Search term "with": please show all lines in the listing that contain it.

### Records for this exercise
= Beginning of Section =
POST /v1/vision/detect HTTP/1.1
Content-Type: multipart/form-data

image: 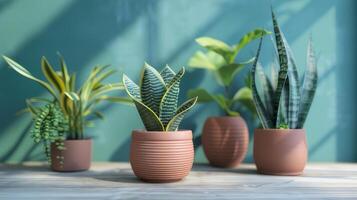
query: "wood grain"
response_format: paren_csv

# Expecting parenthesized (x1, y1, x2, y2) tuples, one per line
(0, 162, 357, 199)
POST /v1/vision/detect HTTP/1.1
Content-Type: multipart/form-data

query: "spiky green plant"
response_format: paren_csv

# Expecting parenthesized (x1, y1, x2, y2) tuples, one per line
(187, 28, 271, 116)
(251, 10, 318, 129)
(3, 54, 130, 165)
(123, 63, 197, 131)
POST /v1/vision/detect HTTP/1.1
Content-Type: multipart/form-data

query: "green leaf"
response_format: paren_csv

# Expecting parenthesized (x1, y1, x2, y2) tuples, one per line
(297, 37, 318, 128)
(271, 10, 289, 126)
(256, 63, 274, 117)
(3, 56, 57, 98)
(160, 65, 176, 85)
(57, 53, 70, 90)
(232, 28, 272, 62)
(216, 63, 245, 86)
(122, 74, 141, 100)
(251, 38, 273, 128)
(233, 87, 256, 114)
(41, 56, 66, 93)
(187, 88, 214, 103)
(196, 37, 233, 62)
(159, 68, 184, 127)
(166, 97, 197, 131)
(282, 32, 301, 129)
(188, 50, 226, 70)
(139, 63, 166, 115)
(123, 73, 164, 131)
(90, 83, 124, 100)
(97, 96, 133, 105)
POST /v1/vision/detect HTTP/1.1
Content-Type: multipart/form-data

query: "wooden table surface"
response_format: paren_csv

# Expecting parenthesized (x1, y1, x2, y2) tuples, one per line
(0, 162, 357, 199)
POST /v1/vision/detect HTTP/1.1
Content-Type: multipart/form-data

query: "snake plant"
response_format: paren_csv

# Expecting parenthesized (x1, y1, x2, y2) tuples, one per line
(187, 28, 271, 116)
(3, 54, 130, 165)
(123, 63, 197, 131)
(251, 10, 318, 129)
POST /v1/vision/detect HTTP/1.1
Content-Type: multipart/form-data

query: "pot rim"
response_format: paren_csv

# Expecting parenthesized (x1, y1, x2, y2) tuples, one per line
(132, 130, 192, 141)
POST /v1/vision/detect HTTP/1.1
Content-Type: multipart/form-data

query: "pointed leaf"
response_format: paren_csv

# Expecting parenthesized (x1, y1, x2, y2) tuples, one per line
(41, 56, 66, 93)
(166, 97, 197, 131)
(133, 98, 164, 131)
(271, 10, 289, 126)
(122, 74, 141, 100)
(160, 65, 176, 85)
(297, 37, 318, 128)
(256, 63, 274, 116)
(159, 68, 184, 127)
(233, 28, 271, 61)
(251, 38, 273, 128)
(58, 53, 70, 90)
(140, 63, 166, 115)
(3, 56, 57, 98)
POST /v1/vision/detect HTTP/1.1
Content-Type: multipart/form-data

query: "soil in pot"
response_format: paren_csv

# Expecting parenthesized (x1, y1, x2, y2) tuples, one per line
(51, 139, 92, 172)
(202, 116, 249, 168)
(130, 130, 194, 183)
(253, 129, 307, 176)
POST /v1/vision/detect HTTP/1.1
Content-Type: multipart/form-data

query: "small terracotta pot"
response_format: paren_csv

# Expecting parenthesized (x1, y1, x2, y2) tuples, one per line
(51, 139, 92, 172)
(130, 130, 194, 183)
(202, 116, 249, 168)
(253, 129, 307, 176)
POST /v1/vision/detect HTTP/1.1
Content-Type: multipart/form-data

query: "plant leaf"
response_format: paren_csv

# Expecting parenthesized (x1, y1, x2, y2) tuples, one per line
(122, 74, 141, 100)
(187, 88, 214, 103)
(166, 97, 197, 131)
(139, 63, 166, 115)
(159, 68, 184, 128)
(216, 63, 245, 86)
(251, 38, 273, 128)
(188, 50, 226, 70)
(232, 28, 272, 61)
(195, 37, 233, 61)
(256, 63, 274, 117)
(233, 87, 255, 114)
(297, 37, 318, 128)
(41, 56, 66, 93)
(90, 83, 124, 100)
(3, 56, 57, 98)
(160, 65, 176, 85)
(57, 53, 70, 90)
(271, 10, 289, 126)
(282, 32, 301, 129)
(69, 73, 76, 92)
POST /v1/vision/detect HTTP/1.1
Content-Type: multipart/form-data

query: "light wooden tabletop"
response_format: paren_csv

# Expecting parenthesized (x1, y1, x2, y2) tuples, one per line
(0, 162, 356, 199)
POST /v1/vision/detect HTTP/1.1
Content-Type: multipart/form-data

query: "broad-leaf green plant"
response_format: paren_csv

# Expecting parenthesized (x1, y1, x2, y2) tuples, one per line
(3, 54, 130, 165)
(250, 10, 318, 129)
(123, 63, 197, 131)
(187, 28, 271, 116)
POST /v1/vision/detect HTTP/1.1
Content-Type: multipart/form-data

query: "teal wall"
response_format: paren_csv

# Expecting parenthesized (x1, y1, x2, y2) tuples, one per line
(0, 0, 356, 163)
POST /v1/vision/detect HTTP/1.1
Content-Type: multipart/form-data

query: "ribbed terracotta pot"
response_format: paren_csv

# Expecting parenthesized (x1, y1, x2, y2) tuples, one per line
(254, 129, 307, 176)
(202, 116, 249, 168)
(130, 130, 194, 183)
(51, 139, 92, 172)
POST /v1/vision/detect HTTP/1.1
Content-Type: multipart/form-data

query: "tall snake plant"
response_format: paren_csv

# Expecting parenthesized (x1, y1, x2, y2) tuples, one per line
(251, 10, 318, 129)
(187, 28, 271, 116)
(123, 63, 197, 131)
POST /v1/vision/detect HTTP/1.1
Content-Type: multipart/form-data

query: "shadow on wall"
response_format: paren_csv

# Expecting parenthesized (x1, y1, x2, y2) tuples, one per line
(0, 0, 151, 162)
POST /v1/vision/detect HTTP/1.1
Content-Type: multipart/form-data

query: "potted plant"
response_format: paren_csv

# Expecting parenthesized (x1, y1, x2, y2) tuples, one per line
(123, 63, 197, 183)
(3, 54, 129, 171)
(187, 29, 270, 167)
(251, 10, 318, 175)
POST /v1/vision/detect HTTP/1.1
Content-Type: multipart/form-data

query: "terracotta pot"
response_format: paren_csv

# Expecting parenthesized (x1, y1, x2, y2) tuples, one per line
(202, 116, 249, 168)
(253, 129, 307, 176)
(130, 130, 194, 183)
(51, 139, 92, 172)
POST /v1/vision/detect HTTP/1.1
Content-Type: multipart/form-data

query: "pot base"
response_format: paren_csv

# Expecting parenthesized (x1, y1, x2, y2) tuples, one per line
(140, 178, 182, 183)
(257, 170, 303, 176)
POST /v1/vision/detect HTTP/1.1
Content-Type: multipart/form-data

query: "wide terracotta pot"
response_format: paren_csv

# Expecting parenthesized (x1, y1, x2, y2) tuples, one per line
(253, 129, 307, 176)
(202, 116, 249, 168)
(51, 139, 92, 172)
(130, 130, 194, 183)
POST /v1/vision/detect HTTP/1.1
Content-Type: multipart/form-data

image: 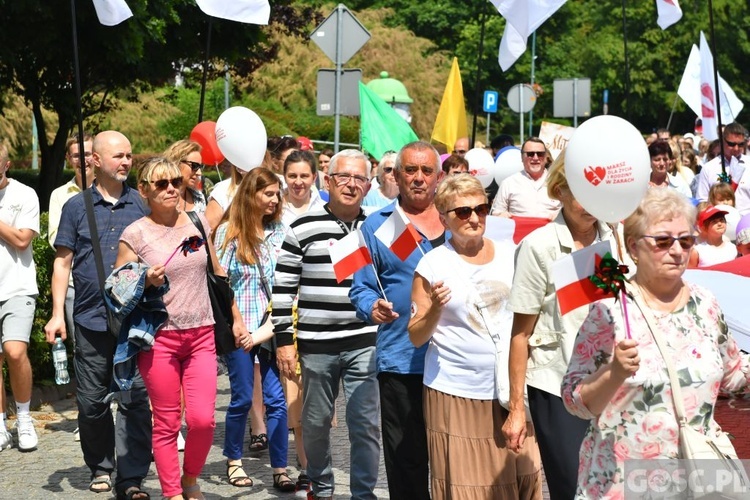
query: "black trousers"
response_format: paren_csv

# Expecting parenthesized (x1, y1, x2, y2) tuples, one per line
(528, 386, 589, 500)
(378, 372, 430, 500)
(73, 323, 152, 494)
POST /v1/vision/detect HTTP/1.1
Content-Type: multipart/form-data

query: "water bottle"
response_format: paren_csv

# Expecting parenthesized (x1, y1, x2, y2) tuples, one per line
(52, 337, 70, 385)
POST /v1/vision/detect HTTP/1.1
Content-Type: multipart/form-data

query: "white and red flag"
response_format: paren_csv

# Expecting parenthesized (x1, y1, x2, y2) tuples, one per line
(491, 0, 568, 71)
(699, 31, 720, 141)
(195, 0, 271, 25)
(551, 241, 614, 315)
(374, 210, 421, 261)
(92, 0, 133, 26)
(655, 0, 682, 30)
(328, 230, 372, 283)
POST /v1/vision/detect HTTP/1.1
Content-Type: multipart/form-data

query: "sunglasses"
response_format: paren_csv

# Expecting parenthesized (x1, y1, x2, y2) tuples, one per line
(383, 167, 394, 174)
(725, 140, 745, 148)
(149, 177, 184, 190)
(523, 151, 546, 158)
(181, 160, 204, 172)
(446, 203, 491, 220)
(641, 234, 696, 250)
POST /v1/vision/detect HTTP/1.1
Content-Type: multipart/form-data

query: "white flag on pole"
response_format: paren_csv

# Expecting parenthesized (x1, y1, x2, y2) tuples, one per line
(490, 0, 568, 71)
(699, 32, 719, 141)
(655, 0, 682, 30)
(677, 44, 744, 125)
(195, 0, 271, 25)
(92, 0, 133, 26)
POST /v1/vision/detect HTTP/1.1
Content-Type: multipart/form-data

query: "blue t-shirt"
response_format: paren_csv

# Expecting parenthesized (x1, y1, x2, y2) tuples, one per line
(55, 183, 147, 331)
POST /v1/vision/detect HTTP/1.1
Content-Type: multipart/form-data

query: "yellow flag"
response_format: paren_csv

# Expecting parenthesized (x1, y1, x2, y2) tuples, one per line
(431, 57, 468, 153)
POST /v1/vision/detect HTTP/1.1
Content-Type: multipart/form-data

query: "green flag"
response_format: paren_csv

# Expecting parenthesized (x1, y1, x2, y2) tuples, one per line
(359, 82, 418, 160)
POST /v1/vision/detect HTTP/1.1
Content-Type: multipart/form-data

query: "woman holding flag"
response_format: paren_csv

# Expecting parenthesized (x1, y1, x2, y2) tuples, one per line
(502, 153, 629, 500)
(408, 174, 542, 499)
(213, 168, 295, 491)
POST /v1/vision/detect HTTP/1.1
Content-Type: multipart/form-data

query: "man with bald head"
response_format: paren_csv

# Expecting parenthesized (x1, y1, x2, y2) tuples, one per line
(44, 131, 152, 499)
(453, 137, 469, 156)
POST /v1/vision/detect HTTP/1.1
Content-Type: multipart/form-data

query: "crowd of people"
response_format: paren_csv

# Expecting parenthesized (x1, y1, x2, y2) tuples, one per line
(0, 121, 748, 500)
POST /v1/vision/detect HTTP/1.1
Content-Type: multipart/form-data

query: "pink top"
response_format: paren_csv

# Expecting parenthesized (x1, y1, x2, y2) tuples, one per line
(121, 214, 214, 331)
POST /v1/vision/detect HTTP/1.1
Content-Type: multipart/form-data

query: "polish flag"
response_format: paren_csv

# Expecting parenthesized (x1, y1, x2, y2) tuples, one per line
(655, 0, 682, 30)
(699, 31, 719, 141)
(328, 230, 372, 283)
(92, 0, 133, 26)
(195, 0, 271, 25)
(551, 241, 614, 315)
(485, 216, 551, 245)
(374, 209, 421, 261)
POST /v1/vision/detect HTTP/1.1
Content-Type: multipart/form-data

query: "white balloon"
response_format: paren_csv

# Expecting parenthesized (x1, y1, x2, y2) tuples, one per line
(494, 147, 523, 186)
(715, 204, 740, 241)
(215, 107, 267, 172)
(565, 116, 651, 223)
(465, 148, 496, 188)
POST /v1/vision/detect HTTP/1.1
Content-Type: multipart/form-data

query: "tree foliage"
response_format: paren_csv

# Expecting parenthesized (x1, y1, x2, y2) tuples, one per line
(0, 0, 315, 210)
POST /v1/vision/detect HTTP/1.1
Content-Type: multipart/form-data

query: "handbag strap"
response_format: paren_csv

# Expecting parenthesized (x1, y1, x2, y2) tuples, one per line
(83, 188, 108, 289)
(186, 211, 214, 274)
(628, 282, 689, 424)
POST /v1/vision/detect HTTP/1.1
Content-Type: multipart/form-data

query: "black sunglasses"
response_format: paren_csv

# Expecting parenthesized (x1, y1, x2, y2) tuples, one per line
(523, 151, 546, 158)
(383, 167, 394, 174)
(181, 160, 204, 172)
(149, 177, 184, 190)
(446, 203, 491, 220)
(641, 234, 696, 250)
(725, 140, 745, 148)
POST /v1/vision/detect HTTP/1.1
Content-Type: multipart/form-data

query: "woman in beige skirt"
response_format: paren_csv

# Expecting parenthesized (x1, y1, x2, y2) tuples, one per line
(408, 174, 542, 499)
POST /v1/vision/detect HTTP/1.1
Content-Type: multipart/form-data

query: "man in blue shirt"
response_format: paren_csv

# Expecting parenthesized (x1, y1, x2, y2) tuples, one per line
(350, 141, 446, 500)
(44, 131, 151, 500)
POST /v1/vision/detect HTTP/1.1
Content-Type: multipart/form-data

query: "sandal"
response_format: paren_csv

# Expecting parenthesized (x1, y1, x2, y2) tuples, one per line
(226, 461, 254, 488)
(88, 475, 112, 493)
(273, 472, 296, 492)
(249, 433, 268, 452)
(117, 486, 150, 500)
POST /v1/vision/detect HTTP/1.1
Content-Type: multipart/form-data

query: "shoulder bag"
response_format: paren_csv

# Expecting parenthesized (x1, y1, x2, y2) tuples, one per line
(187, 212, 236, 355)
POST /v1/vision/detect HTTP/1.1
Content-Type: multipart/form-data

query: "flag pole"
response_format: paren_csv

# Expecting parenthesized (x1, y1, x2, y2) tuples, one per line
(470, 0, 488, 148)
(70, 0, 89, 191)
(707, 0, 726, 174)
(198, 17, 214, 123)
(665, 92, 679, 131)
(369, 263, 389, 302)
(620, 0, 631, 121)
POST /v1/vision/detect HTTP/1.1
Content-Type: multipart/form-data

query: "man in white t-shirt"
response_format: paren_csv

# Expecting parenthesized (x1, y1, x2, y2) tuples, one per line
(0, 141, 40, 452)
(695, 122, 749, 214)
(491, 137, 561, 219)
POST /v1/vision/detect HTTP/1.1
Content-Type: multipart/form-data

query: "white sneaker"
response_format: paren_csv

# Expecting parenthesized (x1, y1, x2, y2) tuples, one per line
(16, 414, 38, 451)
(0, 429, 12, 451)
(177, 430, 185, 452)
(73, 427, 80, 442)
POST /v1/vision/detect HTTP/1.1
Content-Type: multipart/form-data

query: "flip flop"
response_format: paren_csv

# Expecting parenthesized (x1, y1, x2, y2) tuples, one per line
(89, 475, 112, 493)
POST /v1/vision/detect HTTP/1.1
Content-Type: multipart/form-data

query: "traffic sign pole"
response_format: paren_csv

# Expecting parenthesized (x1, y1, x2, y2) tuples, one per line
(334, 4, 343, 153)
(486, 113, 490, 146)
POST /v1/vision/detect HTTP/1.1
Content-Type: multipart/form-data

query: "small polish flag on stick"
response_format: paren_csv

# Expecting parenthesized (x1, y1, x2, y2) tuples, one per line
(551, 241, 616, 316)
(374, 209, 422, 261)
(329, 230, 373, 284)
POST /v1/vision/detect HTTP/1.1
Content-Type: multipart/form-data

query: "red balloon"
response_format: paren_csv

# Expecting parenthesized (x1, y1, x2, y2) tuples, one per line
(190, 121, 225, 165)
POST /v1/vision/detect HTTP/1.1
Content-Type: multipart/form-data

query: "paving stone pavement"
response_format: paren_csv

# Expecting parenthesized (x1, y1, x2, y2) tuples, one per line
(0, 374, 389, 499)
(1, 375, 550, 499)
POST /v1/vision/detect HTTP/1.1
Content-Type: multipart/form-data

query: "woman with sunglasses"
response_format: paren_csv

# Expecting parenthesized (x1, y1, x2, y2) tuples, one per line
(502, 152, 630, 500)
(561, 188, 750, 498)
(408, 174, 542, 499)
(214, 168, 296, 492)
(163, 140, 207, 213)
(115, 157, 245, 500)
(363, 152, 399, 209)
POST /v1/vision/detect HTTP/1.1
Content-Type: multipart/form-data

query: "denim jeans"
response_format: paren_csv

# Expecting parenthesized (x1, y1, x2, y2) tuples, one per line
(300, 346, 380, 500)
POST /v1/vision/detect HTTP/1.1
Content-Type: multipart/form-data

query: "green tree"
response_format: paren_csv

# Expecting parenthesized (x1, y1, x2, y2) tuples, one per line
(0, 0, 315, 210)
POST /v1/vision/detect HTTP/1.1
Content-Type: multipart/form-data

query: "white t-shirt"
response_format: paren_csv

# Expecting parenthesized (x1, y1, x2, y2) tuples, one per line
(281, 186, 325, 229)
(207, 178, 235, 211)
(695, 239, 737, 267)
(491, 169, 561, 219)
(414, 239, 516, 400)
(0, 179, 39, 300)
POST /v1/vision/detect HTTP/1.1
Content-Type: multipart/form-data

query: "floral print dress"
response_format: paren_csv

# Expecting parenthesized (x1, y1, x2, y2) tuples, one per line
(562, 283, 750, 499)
= End of Section =
### Result for this exercise
query: "man with bald head"
query: "woman with sunglasses"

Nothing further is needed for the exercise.